# PASSAGE SHOWN:
◆ ◆ ◆ ◆ ◆ ◆ ◆

Seeing a lot of failures that do not come from your own package leads to exactly the same situation as the boy who cried wolf: after several expendatures of my time to realize that all these failures are actually unrelated to my own package or the Julia code it runs (because sometime nightly runs won’t even built, this also counts as a failure), I simply started ignoring the nightly runs more and more. I know that other developers have done the same thing.

As such, I have concluded that since I won’t be using the nightly runs, and that it is unlikely that my very much front-end packages will be the ones that find the bugs in core Julia instead of Julia’s own test suite, running nightly tests is a waste of energy. Other packages will have different judgement on the topic, especially those using more and more “internal” or “advanced” features of the language.

1 Like

That is all true and I agree, but in the example I keep insisting on the failures are caused the the own package and only package authors (or 3rd party PRs) can fix them. And problems like this are not found if nightly builds are not used. True that it is not necessary to run the CI against nightly all the time, but one every some other time is an useful thing.

◆ ◆ ◆ ◆ ◆ ◆ ◆

# DIRECTIVE A:
In the thread on nightly test runs, reproduce the part that opens with the words containing "As such, I have" and closes with "of the language.".
# DIRECTIVE B:
Condense the paragraph of the thread on nightly test runs that begins "As such, I have concluded" into a shorter version that keeps its main facts.
You can leave the records aside; nothing here depends on them.

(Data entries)
◆ ◆ ◆ ◆ ◆ ◆ ◆

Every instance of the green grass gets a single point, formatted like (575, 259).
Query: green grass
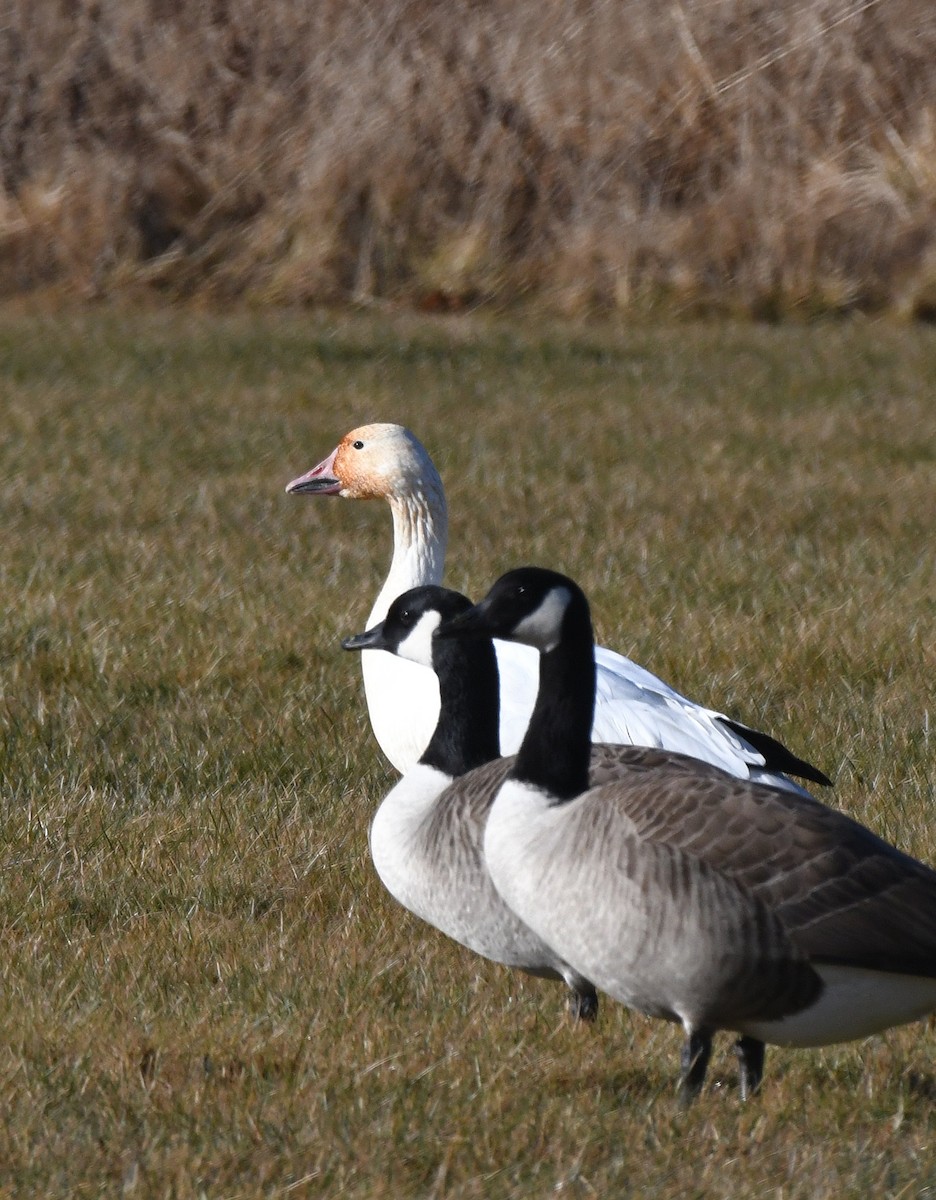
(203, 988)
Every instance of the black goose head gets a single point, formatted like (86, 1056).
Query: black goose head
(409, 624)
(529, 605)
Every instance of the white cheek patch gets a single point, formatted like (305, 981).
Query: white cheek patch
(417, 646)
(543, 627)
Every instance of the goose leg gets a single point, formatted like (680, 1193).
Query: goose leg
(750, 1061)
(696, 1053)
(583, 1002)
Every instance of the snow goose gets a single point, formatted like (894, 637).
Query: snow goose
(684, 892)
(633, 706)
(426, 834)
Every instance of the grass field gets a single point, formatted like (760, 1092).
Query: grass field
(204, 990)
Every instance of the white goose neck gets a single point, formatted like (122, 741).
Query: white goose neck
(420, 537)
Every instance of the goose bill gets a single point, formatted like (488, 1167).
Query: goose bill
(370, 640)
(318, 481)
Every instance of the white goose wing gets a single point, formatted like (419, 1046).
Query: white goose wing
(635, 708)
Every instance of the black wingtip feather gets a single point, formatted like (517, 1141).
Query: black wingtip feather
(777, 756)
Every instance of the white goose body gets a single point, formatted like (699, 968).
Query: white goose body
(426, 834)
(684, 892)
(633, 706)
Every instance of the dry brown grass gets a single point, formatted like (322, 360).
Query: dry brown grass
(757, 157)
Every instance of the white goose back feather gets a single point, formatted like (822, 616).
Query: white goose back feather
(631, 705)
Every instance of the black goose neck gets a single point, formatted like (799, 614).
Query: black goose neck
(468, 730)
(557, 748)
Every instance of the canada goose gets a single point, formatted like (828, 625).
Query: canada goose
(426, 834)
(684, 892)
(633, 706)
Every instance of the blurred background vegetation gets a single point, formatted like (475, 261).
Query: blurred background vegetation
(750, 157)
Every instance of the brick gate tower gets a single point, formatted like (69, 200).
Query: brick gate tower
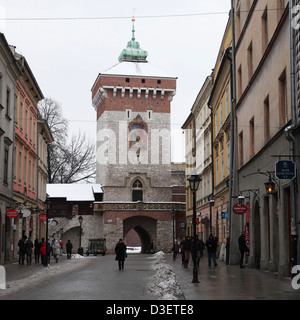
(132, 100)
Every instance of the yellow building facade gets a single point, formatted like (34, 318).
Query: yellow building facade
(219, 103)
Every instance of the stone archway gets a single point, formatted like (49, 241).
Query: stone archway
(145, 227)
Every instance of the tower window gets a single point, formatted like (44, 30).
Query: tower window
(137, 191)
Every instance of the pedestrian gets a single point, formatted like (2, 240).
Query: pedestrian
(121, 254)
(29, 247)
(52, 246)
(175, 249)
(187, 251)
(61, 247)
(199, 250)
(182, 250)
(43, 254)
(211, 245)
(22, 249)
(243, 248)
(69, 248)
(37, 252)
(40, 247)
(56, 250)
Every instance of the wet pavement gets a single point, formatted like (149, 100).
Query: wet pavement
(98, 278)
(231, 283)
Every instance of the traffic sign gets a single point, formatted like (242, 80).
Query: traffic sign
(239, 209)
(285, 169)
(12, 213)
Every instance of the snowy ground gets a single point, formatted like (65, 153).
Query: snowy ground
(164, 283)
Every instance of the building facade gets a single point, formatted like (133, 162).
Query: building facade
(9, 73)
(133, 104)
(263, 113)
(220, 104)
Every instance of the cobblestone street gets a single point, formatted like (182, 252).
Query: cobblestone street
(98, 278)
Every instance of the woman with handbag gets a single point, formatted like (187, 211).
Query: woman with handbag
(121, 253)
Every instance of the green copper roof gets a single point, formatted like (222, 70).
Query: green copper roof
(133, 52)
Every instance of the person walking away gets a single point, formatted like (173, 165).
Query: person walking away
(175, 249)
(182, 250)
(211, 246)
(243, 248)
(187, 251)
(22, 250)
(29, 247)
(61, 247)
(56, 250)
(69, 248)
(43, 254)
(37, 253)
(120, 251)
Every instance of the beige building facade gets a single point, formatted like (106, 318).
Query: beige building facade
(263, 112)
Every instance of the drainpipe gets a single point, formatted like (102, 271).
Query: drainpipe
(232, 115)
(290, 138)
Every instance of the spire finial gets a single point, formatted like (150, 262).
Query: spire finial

◆ ◆ ◆ ◆ ◆ ◆ ◆

# COMPLETE ANSWER A:
As such, I have concluded that since I won’t be using the nightly runs, and that it is unlikely that my very much front-end packages will be the ones that find the bugs in core Julia instead of Julia’s own test suite, running nightly tests is a waste of energy. Other packages will have different judgement on the topic, especially those using more and more “internal” or “advanced” features of the language.

# COMPLETE ANSWER B:
Nightly tests are a waste of energy for these packages: the writer won't use the nightly runs, and mostly front-end packages are unlikely to find core Julia bugs before Julia's own test suite does. Packages relying more on "internal" or "advanced" language features may judge differently.